:: Dataset excerpt ::
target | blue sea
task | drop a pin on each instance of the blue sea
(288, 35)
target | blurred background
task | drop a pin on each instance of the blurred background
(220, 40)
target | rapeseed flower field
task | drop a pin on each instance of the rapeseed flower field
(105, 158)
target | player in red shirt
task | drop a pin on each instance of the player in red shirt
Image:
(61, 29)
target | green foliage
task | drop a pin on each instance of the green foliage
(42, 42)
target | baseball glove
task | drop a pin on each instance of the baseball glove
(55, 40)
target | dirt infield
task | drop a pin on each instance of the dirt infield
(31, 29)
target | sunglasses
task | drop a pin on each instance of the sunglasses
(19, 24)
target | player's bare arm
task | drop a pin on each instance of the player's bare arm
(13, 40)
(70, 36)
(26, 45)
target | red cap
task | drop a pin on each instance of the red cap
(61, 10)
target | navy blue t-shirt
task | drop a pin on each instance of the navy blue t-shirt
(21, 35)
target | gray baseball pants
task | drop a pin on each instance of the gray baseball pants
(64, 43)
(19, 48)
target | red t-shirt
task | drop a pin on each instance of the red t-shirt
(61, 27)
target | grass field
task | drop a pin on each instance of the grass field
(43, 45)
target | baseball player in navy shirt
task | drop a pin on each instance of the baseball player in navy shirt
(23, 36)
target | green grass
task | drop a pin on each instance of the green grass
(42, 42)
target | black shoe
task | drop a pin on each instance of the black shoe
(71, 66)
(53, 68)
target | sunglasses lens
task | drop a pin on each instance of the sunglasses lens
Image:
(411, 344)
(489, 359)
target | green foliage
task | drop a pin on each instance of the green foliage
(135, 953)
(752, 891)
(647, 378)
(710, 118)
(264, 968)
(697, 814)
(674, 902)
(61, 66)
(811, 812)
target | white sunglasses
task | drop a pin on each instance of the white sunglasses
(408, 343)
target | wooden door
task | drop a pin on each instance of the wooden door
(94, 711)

:: Problem description ::
Would you reproduce all the entries exactly?

:: Result for this exercise ::
target | blue sea
task | drop a pin on each instance of the blue sea
(288, 35)
target | blurred background
task | drop a pin on each instance of the blurred background
(220, 40)
target | rapeseed flower field
task | drop a pin on each instance of the rapeseed flower field
(105, 158)
target | player in red shirt
task | drop a pin on each instance of the player in red shirt
Image:
(61, 29)
target | green foliage
task | drop a pin on each instance of the green foliage
(42, 42)
target | baseball glove
task | drop a pin on each instance of the baseball glove
(55, 40)
target | dirt infield
task | drop a pin on each instance of the dirt infield
(31, 29)
target | sunglasses
task | drop a pin on each instance of the sunglasses
(19, 24)
target | player's bare arm
task | drop a pin on each instance of the player's bare arm
(13, 40)
(70, 36)
(26, 45)
target | red cap
task | drop a pin on each instance of the red cap
(61, 10)
target | navy blue t-shirt
task | drop a pin on each instance of the navy blue t-shirt
(21, 35)
target | gray baseball pants
task | drop a pin on each instance of the gray baseball pants
(64, 43)
(19, 48)
target | red t-shirt
task | drop a pin on each instance of the red t-shirt
(61, 27)
target | grass field
task | drop a pin on each instance of the grass field
(43, 45)
target | baseball player in navy shirt
task | drop a pin on each instance of the baseball player in navy shirt
(23, 36)
target | green grass
task | drop a pin on each instance of the green grass
(42, 42)
target | black shoe
task | drop a pin on each instance of the black shoe
(71, 66)
(53, 68)
target | sunglasses lens
task | drop a pin on each instance of the sunglasses lens
Image:
(411, 344)
(489, 359)
target | green foliage
task | drop a pin on each instance of the green foliage
(135, 953)
(752, 891)
(647, 378)
(710, 118)
(264, 968)
(697, 814)
(674, 902)
(61, 66)
(811, 812)
target | white sunglasses
task | drop a pin on each instance of the white sunglasses
(408, 343)
target | wooden door
task | drop a pin on each instance of the wooden door
(94, 711)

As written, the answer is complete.